## What you need to do
• a. Condense the paragraph beginning "The hardest part of hoping the Senator is right" from the piece titled "Chilling effect" into a short bulleted list that keeps its main facts.
• b. Transcribe the records word for word, starting with their first line and continuing through the line that contains "box: [196, 220, 432, 251]".

## Passage to read
Chilling effect

I respectfully regret this decision by Attorney General Holder [to appoint prosecutor John Durham to investigate CIA torture allegations] and fear our country will come to regret it too because an open ended criminal investigation of past CIA activity, which has already been condemned and prohibited, will have a chilling effect on the men and women agents of our intelligence community whose uninhibited bravery and skill we depend on every day to protect our homeland from the next terrorist attack.



How often does one get to say this--that I hope Senator Lieberman is right for a change?

The hardest part of hoping the Senator is right has nothing to do with the fact that the Senator is a social conservative quasi-right-winger and sore loser whose response to being rejected by his own party was to flip allegiances long enough to secure re-election by courting his home state's reactionaries and then flipping back to enjoy the perks of being a member of the majority party that had attempted to purge him. No, the hard part is that I'm skeptical about the Senator's basic premise that passing and enforcing laws has a deterrent effect. Generally speaking, deterrence fails--most criminals in most situations are frankly too inebriated, too stoned, too desperate, too mentally ill, too ignorant of the law, too emotional or some combination of one or more of the preceding to actually think "the consequence of my next action might be incarceration or worse"; that, or they ineptly perform a crude and off-the-cuff cost/benefit analysis and incorrectly conclude that the consequences of their actions (to themselves or others) are outweighed by real or imagined benefits. Of course, let us acknowledge an error on my part in that previous sentence, too: in fact, the conclusion that the risk is outweighed by the benefits is frequently correct. Crime does pay. Even when a criminal is caught, it still may be worth it: we are only kidding ourselves, for instance, to think that incarcerating Bernie Madoff for his twilight years really balances the scales against the ginormous mounds of cash he stacked up and squirreled away on the other side of the beam; should it happen that early-onset Alzheimer's runs in his family, Madoff should be laughing all the way to the prison infirmary over the rooking he's given all of us.

## Records from a data collection
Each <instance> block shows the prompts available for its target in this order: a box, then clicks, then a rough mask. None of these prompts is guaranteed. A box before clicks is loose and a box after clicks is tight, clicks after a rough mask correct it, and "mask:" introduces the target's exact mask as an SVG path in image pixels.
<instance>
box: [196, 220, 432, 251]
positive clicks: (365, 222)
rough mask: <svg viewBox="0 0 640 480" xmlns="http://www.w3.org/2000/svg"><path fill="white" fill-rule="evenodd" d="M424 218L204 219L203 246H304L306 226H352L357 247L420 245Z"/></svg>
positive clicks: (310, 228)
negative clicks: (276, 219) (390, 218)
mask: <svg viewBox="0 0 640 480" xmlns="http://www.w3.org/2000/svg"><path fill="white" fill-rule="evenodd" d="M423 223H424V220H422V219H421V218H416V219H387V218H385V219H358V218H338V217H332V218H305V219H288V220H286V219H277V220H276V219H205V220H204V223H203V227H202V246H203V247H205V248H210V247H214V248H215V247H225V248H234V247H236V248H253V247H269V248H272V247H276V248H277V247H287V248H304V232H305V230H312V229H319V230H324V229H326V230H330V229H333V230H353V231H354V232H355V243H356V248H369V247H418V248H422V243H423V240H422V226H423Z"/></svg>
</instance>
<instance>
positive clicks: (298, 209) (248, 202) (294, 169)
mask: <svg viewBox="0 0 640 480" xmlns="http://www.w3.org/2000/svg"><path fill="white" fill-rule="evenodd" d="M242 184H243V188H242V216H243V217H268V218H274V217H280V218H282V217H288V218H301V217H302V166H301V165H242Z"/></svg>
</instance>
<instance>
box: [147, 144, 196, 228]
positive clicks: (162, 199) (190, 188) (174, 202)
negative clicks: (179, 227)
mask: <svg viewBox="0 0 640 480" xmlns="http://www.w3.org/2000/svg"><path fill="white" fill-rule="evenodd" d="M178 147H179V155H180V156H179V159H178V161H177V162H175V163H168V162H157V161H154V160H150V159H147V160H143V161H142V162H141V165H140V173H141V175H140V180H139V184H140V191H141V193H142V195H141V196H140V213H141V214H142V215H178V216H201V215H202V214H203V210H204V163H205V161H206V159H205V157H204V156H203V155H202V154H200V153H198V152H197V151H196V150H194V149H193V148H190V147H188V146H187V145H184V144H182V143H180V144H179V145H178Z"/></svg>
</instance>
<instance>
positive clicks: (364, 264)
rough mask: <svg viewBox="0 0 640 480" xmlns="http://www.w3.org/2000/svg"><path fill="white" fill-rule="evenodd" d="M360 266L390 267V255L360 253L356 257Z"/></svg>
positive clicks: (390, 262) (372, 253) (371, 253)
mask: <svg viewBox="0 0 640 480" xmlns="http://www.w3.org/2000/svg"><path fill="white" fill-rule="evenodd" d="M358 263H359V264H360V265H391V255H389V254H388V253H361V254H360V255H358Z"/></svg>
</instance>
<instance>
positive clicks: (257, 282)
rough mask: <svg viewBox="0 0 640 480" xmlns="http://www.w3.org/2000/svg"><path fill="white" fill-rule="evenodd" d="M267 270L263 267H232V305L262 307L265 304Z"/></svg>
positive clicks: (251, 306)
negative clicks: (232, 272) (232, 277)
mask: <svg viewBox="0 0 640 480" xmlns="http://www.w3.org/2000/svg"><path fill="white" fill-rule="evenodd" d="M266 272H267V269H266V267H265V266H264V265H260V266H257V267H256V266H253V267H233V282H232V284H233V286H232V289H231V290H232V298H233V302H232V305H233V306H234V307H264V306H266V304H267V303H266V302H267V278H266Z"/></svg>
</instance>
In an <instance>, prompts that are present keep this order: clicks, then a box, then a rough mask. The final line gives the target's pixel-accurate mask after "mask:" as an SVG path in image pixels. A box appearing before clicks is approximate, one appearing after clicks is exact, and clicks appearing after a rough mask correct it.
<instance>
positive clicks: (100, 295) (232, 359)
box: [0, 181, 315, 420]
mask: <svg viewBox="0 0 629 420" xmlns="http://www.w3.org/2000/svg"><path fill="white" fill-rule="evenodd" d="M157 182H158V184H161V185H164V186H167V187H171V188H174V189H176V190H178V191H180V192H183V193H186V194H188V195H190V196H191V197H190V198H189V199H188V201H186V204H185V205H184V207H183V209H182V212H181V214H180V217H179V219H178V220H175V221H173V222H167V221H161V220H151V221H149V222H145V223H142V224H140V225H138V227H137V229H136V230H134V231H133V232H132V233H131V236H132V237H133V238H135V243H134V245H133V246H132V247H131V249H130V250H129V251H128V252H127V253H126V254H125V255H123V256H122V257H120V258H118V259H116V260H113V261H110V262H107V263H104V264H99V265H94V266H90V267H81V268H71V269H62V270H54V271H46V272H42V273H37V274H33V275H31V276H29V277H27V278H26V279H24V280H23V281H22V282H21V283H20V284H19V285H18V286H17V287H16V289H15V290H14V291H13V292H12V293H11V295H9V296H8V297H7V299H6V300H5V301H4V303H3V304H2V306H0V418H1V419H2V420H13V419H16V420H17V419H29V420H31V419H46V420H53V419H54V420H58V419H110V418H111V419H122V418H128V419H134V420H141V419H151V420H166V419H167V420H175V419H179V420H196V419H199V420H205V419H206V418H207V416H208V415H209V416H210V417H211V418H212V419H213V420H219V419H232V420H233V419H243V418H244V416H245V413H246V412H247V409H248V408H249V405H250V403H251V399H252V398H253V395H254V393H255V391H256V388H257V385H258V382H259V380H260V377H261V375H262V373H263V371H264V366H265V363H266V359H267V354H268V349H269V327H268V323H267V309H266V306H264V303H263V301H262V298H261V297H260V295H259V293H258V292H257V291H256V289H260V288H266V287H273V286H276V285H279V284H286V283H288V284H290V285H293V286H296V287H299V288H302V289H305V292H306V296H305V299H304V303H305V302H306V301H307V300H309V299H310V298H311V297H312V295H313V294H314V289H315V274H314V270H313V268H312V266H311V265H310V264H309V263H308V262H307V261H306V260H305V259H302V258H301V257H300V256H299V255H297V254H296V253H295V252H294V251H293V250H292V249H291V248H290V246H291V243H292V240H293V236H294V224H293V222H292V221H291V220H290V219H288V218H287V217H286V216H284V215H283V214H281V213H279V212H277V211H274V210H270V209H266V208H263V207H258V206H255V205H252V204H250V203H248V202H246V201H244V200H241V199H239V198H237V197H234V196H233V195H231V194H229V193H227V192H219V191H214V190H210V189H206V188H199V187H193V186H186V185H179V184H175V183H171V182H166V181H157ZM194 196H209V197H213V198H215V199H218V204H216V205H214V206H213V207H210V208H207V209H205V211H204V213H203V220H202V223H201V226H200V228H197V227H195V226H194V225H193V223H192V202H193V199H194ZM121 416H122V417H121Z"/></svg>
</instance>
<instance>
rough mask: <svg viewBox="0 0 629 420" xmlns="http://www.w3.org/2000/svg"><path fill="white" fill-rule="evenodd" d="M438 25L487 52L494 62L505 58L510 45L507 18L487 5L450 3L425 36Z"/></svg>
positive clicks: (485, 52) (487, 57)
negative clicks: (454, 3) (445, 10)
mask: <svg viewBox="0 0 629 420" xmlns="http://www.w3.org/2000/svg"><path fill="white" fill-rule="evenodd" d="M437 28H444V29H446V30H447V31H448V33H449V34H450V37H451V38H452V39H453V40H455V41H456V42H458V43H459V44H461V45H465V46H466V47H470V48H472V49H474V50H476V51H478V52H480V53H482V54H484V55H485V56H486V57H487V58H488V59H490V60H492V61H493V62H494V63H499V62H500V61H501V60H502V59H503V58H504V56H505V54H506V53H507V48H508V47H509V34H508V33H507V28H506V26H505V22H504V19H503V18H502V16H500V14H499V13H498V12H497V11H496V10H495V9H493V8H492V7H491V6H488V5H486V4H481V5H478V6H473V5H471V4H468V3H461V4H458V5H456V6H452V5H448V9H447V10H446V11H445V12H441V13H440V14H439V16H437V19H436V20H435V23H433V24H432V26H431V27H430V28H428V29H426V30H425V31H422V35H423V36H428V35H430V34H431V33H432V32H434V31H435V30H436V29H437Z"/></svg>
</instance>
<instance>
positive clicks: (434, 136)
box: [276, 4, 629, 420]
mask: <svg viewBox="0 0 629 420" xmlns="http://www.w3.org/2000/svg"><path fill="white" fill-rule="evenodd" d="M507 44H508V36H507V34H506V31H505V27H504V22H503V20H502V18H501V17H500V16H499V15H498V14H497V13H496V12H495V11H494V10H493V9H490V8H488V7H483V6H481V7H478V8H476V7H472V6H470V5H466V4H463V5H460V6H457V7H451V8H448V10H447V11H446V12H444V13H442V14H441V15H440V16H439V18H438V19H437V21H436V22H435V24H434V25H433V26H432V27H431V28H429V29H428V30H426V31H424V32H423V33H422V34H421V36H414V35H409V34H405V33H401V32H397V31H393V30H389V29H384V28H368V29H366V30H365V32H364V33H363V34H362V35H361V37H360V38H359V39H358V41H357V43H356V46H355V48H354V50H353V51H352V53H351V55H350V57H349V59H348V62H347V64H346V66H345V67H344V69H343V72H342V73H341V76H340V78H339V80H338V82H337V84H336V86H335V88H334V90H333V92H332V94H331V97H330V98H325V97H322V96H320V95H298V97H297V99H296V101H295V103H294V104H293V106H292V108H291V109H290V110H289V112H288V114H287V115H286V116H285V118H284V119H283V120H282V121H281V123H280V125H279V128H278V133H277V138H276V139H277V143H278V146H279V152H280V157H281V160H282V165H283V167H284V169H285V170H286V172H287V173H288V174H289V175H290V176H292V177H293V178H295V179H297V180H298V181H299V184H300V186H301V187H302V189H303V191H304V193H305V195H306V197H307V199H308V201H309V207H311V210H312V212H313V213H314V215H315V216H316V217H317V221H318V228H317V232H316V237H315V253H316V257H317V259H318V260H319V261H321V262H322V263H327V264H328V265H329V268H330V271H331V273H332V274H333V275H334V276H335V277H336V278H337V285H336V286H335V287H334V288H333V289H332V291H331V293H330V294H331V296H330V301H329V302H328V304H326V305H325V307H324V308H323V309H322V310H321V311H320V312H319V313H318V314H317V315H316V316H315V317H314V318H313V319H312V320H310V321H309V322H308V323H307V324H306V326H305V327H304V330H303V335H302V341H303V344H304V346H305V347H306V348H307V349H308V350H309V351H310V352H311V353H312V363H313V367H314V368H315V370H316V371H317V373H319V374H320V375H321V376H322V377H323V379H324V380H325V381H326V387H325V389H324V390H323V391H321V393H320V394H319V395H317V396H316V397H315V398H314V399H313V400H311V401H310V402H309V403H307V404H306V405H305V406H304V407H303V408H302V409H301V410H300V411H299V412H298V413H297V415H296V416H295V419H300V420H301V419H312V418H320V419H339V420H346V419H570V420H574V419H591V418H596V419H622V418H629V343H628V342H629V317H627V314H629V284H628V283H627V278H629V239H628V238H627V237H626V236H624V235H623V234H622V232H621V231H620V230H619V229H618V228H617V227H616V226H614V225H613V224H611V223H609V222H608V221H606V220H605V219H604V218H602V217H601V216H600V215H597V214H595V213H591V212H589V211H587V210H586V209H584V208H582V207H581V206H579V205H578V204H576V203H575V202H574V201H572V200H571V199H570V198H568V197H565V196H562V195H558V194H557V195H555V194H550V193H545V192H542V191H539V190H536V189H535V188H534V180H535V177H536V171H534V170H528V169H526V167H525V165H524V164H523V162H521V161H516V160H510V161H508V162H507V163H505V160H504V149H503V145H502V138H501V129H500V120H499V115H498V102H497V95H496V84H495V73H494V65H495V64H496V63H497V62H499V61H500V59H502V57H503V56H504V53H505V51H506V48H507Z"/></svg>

## Results
• a.
- The difficulty of hoping Senator Lieberman is right is not his politics. The writer calls him a social-conservative quasi-right-winger and sore loser who switched allegiances to win re-election by courting his home state's reactionaries, then returned to the majority party that had tried to purge him.
- The real difficulty is the writer's skepticism about the Senator's premise that passing and enforcing laws deters crime.
- Deterrence generally fails. Most criminals are too inebriated, stoned, desperate, mentally ill, ignorant of the law or emotional to consider possible incarceration, or they do a crude cost/benefit analysis and decide the benefits outweigh the consequences.
- That conclusion is often correct: crime does pay, even when the criminal is caught.
- Example: imprisoning Bernie Madoff for his twilight years does not balance the huge sums he stacked up and hid away. If early-onset Alzheimer's runs in his family, he could be laughing all the way to the prison infirmary.

• b.
Each <instance> block shows the prompts available for its target in this order: a box, then clicks, then a rough mask. None of these prompts is guaranteed. A box before clicks is loose and a box after clicks is tight, clicks after a rough mask correct it, and "mask:" introduces the target's exact mask as an SVG path in image pixels.
<instance>
box: [196, 220, 432, 251]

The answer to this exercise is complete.